Return the stretch of the Mutual Life v. Lane decision from "Decision Date04 February" through "Denmark, for executors.", copied word for word.

GIVEN PASSAGE.
━━━━━━━━━━
Mutual Life Ins. Co. of New York v. Lane

Decision Date04 February 1907
Citation151 F. 276
PartiesMUTUAL LIFE INS. CO. OF NEW YORK v. LANE et al.
CourtU.S. District Court — Southern District of Georgia

A. R Lawton, for complainant.

Robert M. Hitch and Remer L. Denmark, for executors.

Garrard & Meldrim, for Max Alexander.

SPEER District Judge.

The Mutual Life Insurance Company of New York filed a bill of interpleader, with the averments following. On the 5th of August, 1899, it issued a policy of insurance on the life of the late John R. Young, then of Savannah, Ga. The policy was made payable to his executors, administrators, or assigns. The contract was what is known as a '20-payment, deferred dividend life policy, ' with the cash surrender, loan and extended insurance provisions usual in such policies. Its face value was $50,000, and the annual premium $2,242. On the 9th day of September, 1902, Young borrowed from the company the sum of $4,000, and pledged the policy as security therefor. Young died on November 19, 1905. Previously to his death, namely, on the 30th of April, 1903 there was filed with the complainant what purported to be an assignment of the policy from Young to one Max Alexander. Shortly after Young's death Max Alexander, claiming to be assignee, filed proofs of death, claiming the entire amount payable on the policy. This was $46,133.89.
━━━━━━━━━━
ENTRIES.
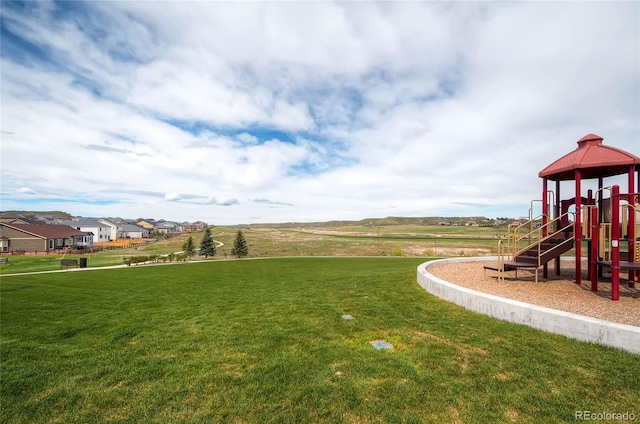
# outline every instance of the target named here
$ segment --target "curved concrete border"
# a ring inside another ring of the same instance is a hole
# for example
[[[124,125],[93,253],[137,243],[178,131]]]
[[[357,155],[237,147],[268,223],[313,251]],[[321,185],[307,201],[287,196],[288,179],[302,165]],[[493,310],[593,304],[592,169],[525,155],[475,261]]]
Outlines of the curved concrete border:
[[[431,294],[466,309],[550,333],[640,354],[640,327],[618,324],[569,312],[505,299],[444,281],[429,267],[447,262],[496,261],[496,257],[441,259],[418,266],[418,284]]]

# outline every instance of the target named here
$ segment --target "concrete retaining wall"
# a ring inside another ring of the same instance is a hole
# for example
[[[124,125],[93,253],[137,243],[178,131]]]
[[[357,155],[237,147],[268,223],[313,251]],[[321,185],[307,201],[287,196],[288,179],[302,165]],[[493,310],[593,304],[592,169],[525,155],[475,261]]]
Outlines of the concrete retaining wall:
[[[494,318],[640,354],[640,327],[612,323],[478,292],[444,281],[429,272],[430,266],[445,262],[496,260],[496,257],[473,257],[425,262],[418,266],[418,284],[442,299]]]

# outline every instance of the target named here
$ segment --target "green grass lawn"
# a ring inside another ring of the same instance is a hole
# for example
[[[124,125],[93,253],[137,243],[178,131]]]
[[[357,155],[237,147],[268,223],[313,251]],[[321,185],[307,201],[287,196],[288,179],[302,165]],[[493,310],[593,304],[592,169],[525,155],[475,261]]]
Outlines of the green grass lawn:
[[[416,283],[420,262],[280,258],[2,277],[0,422],[640,415],[638,356],[439,300]],[[394,349],[374,349],[379,339]]]

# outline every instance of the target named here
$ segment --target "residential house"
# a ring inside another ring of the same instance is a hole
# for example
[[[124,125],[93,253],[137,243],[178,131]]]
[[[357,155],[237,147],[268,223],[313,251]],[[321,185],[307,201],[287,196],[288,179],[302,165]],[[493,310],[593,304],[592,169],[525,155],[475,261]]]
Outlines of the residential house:
[[[142,239],[149,237],[149,230],[134,224],[120,224],[118,238]]]
[[[153,219],[139,219],[136,222],[136,225],[142,228],[146,228],[147,230],[149,230],[149,233],[153,233],[158,229],[158,223]]]
[[[184,227],[173,221],[158,221],[158,232],[163,234],[178,234],[184,232]]]
[[[112,240],[111,226],[100,222],[99,219],[74,219],[72,221],[63,221],[61,224],[68,225],[76,230],[93,233],[94,243]]]
[[[93,234],[68,225],[0,223],[2,252],[49,252],[92,245]]]
[[[118,224],[112,221],[109,221],[107,219],[99,219],[98,222],[109,226],[110,228],[109,240],[115,240],[118,238]]]

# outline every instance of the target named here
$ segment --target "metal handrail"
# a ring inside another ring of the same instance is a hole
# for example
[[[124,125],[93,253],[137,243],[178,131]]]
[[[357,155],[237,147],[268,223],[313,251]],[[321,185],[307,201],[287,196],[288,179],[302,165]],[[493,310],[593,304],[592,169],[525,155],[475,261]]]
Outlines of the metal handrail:
[[[539,225],[535,229],[532,229],[534,227],[534,224],[537,222],[540,222],[541,220],[542,222],[544,222],[543,218],[545,217],[545,215],[539,215],[522,224],[509,225],[508,227],[509,229],[507,232],[506,249],[504,246],[504,241],[503,240],[498,241],[498,269],[501,270],[499,271],[499,279],[500,277],[502,277],[501,279],[504,280],[504,263],[506,261],[505,258],[507,256],[509,257],[509,260],[512,261],[515,259],[516,256],[526,252],[527,250],[532,249],[533,247],[535,247],[538,252],[537,266],[541,266],[542,264],[540,263],[540,257],[542,255],[542,243],[548,239],[558,236],[561,233],[574,231],[574,222],[571,222],[570,219],[569,219],[568,225],[565,225],[564,227],[560,227],[560,225],[557,225],[558,229],[553,230],[553,228],[556,227],[557,223],[561,222],[562,219],[569,216],[573,216],[575,221],[575,213],[566,212],[563,215],[557,218],[554,218],[543,225]],[[520,231],[525,227],[529,227],[530,230],[527,233],[520,235]],[[547,234],[545,235],[545,233]],[[574,237],[575,237],[575,234],[574,234]],[[567,240],[571,240],[571,239],[573,239],[573,237]],[[521,248],[520,245],[524,240],[527,241],[526,247]],[[550,249],[550,251],[552,251],[553,249],[555,249],[555,247]]]

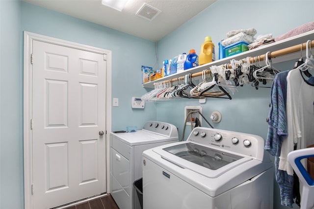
━━━━━━━━━━
WRITTEN ANSWER.
Decision Date04 February 1907
Citation151 F. 276
PartiesMUTUAL LIFE INS. CO. OF NEW YORK v. LANE et al.
CourtU.S. District Court — Southern District of Georgia

A. R Lawton, for complainant.

Robert M. Hitch and Remer L. Denmark, for executors.